▶ [TASK DESCRIPTION]:
Copy the text of each of the following items word for word, and leave the pictures out of your answer.

▶ [GIVEN ENTRIES]:
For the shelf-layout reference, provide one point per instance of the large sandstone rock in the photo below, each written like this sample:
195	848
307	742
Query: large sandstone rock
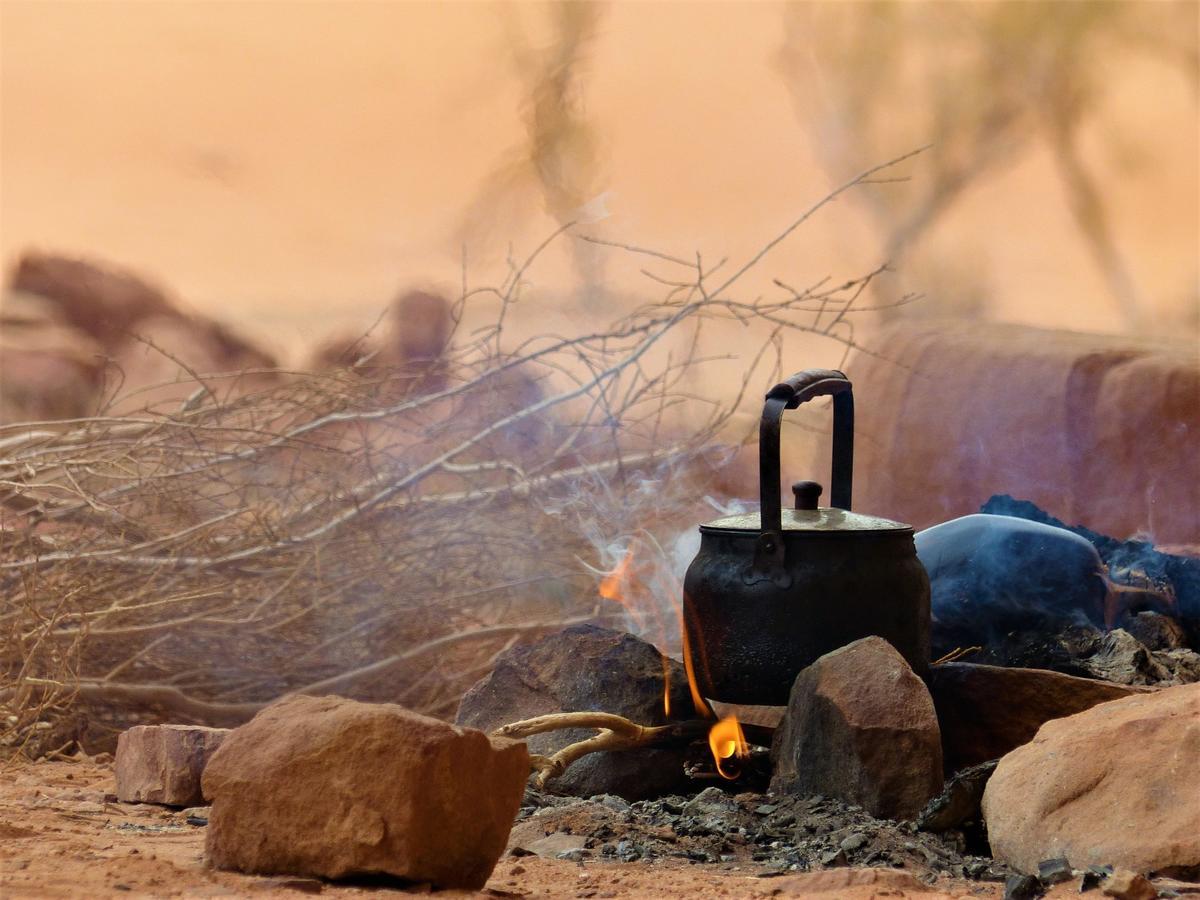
334	787
1098	429
985	712
586	669
1116	785
861	726
97	299
163	763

▶ [TASK OUTPUT]:
For the shelf-layout reference, provide one point per instance of the large sandstone rock in the photo below, each written like this sample:
195	848
307	742
Query: large sandstone rock
334	787
1098	429
985	712
586	669
1116	785
861	726
97	299
163	763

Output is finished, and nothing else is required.